» **Supplied passage**
From: Jaewon Kim <jaewon31.kim@samsung.com>
To: Vlastimil Babka <vbabka@suse.cz>, "sj@kernel.org" <sj@kernel.org>,
"minchan@kernel.org" <minchan@kernel.org>,
"kaleshsingh@google.com" <kaleshsingh@google.com>,
"akpm@linux-foundation.org" <akpm@linux-foundation.org>
Cc: "linux-mm@kvack.org" <linux-mm@kvack.org>,
"linux-kernel@vger.kernel.org" <linux-kernel@vger.kernel.org>,
"jaewon31.kim@gmail.com" <jaewon31.kim@gmail.com>
Subject: RE: [PATCH] vmscan: add a vmscan event for reclaim_pages
Date: Fri, 11 Oct 2024 17:25:39 +0900 [thread overview]
Message-ID: <20241011082539epcms1p6039313672abedf63d5368a3eae87bad5@epcms1p6> (raw)
In-Reply-To: <b8c56752-3451-4f15-b7f6-c18234ae4565@suse.cz>
>> The reclaim_folio_list uses a dummy reclaim_stat and is not being
>> used. To know the memory stat, add a new trace event. This is useful how
>> how many pages are not reclaimed or why.
>>
>> This is an example.
>> mm_vmscan_reclaim_pages: nr_scanned=17 nr_reclaimed=17 nr_dirty=0 nr_writeback=0 nr_congested=0 nr_immediate=0 nr_activate_anon=0 nr_activate_file=0 nr_ref_keep=0 nr_unmap_fail=0
>>
>> Currenlty reclaim_folio_list is only called by reclaim_pages, and
>> reclaim_pages is used by damon and madvise. In the latest Android,
>> reclaim_pages is also used by shmem to reclaim all pages in a
>> address_space.
>>
>> Signed-off-by: Jaewon Kim <jaewon31.kim@samsung.com>
>> ---
>> include/trace/events/vmscan.h | 41 +++++++++++++++++++++++++++++++++++
>> mm/vmscan.c | 40 +++++++++++++++++++++++++++++-----
>> 2 files changed, 76 insertions(+), 5 deletions(-)
>>
>> diff --git a/include/trace/events/vmscan.h b/include/trace/events/vmscan.h
>> index 1a488c30afa5..509110a12fa5 100644
>> --- a/include/trace/events/vmscan.h
>> +++ b/include/trace/events/vmscan.h
>> @@ -346,6 +346,47 @@ TRACE_EVENT(mm_vmscan_write_folio,
>> show_reclaim_flags(__entry->reclaim_flags))
>> );
>>
>> +TRACE_EVENT(mm_vmscan_reclaim_pages,
>> +
>> + TP_PROTO(unsigned long nr_scanned, unsigned long nr_reclaimed,
>> + struct reclaim_stat *stat),
>> +
>> + TP_ARGS(nr_scanned, nr_reclaimed, stat),
>> +
>> + TP_STRUCT__entry(
>> + __field(unsigned long, nr_scanned)
>> + __field(unsigned long, nr_reclaimed)

» **What to work on**
A. In the vmscan patch email, how many files does the patch change, and how many insertions and deletions does it make?
B. Please duplicate the part of the vmscan patch email that opens with the words containing "In-Reply-To: <b8c56752-3451-4f15-b7f6-c18234ae4565@suse.cz>" and closes with "reclaimed or why.".

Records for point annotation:
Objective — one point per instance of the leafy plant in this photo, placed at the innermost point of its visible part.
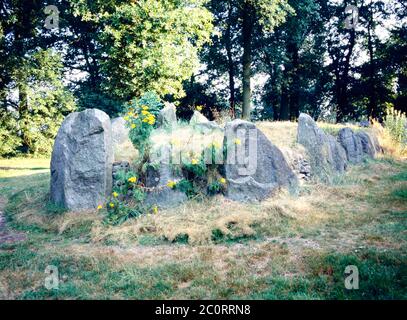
(127, 200)
(395, 123)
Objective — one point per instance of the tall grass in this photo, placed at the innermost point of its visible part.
(392, 134)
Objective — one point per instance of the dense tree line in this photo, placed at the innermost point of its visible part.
(259, 59)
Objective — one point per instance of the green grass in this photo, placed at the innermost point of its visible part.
(297, 248)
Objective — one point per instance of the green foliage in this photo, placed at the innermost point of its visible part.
(150, 44)
(10, 141)
(127, 200)
(140, 116)
(44, 103)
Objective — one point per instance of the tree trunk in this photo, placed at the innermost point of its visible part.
(231, 69)
(247, 58)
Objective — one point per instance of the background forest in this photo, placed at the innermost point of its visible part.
(256, 59)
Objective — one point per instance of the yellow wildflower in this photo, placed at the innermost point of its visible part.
(171, 184)
(132, 180)
(216, 144)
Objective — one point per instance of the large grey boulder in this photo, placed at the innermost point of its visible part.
(82, 159)
(254, 167)
(352, 145)
(167, 118)
(159, 173)
(123, 148)
(326, 155)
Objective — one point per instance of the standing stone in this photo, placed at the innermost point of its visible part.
(326, 155)
(352, 145)
(254, 168)
(82, 159)
(123, 148)
(167, 118)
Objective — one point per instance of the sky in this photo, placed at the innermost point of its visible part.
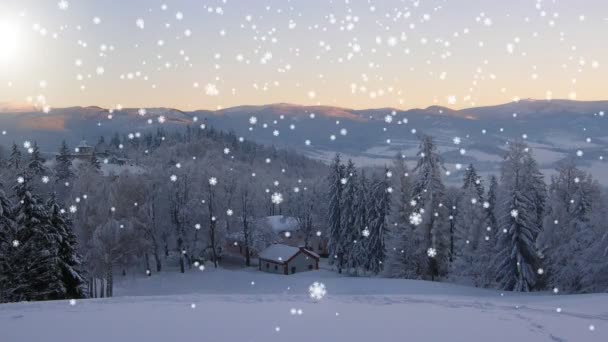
(211, 54)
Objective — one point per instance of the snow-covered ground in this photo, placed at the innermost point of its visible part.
(248, 305)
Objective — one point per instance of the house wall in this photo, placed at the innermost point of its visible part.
(302, 263)
(272, 267)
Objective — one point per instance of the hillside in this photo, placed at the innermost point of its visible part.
(247, 305)
(555, 130)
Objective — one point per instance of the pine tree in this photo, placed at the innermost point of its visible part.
(349, 234)
(70, 261)
(381, 206)
(402, 257)
(569, 232)
(63, 170)
(335, 182)
(472, 181)
(516, 261)
(14, 161)
(427, 192)
(359, 253)
(35, 272)
(472, 239)
(36, 162)
(7, 236)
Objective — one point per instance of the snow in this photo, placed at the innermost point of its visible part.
(279, 252)
(280, 223)
(248, 305)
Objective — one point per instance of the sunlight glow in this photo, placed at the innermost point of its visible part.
(9, 41)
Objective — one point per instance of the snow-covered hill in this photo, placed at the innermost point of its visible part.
(248, 305)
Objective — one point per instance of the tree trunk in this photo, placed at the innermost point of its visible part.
(109, 280)
(148, 271)
(157, 260)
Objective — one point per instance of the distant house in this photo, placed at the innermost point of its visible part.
(283, 259)
(289, 232)
(83, 150)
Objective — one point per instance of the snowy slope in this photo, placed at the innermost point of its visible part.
(246, 305)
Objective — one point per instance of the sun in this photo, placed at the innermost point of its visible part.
(9, 41)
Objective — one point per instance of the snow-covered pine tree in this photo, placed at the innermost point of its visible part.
(349, 234)
(7, 236)
(335, 182)
(36, 163)
(472, 252)
(35, 272)
(359, 254)
(402, 262)
(569, 232)
(427, 193)
(72, 274)
(472, 180)
(378, 225)
(15, 159)
(63, 167)
(516, 260)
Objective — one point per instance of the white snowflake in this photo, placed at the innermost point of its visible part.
(415, 219)
(211, 90)
(317, 291)
(63, 5)
(276, 198)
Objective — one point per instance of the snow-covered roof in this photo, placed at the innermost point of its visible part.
(280, 223)
(282, 253)
(83, 143)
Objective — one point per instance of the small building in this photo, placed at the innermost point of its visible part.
(283, 259)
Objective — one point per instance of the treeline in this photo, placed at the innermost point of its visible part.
(513, 233)
(176, 200)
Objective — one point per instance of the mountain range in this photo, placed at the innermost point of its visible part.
(554, 129)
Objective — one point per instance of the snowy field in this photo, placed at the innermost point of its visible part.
(247, 305)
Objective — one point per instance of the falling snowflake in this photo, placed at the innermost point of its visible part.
(63, 5)
(415, 219)
(317, 291)
(276, 198)
(211, 90)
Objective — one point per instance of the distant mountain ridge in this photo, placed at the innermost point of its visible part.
(555, 129)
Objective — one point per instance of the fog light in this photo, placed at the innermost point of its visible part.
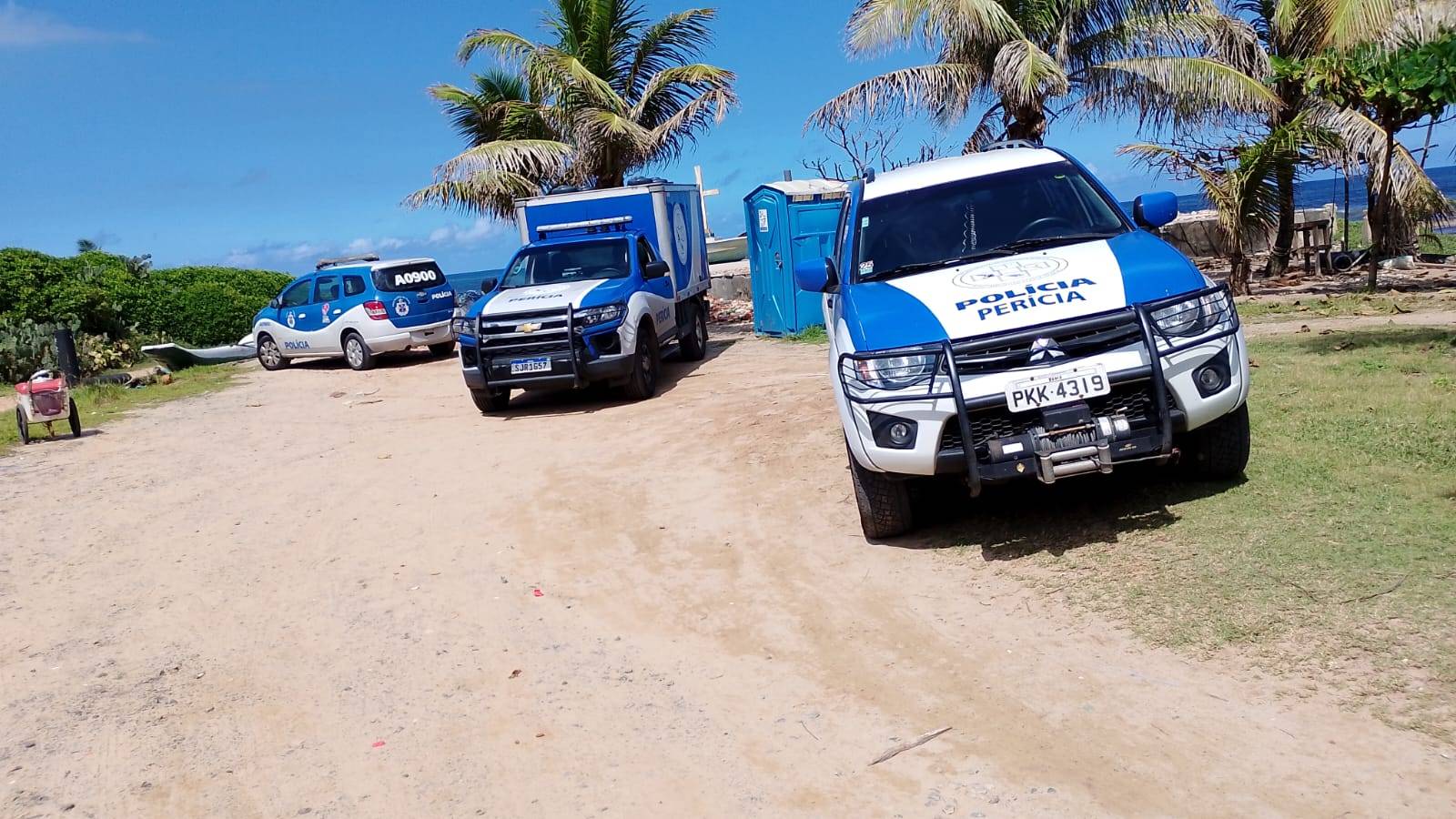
(1210, 380)
(892, 431)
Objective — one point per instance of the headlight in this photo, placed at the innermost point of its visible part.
(593, 317)
(895, 372)
(1194, 317)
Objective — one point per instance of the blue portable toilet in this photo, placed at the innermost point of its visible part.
(788, 222)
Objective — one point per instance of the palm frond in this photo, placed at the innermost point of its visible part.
(528, 157)
(1024, 75)
(1360, 136)
(506, 46)
(906, 91)
(880, 25)
(672, 41)
(1174, 91)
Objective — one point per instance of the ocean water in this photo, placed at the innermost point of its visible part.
(470, 280)
(1318, 193)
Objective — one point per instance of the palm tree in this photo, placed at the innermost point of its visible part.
(613, 94)
(1245, 189)
(1140, 57)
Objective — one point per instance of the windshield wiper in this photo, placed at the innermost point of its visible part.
(921, 267)
(1008, 249)
(1053, 241)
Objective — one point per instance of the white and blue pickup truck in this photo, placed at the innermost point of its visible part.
(997, 315)
(604, 285)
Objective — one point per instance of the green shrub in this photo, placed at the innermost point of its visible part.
(25, 347)
(101, 295)
(203, 305)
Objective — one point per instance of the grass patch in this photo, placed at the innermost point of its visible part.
(101, 404)
(1334, 560)
(1257, 310)
(813, 334)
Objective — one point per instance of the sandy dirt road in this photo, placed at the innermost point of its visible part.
(257, 612)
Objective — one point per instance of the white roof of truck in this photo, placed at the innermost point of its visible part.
(950, 169)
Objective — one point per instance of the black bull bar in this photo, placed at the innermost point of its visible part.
(1227, 319)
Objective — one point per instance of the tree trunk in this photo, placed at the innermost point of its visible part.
(1380, 215)
(1285, 237)
(1026, 124)
(1238, 270)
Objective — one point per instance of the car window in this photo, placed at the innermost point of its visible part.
(645, 254)
(980, 213)
(575, 261)
(296, 295)
(328, 288)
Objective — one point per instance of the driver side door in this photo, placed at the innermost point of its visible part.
(659, 290)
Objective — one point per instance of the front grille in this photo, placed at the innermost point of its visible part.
(501, 336)
(1077, 339)
(1133, 399)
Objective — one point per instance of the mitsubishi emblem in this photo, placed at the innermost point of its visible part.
(1045, 350)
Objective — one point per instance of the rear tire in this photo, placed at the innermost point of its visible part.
(885, 503)
(269, 354)
(645, 366)
(695, 344)
(356, 353)
(491, 399)
(1218, 450)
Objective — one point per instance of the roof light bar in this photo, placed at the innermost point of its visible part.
(616, 220)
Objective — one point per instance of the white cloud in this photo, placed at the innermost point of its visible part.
(293, 256)
(24, 28)
(470, 235)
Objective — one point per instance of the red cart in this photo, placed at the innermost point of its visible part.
(46, 398)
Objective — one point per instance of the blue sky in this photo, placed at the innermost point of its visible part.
(268, 133)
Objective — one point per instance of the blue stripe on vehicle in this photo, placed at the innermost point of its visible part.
(1152, 268)
(608, 292)
(880, 317)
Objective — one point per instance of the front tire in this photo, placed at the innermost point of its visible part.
(885, 503)
(1218, 450)
(695, 344)
(645, 365)
(356, 353)
(491, 399)
(269, 354)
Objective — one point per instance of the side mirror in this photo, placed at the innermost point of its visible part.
(815, 276)
(1155, 210)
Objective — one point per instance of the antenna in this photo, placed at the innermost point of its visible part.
(703, 194)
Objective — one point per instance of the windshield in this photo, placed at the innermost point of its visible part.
(604, 258)
(983, 216)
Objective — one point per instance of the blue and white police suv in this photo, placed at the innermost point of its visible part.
(357, 308)
(997, 317)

» **The replies**
A. 2 files, with 76 insertions and 5 deletions.

B.
In-Reply-To: <b8c56752-3451-4f15-b7f6-c18234ae4565@suse.cz>
>> The reclaim_folio_list uses a dummy reclaim_stat and is not being
>> used. To know the memory stat, add a new trace event. This is useful how
>> how many pages are not reclaimed or why.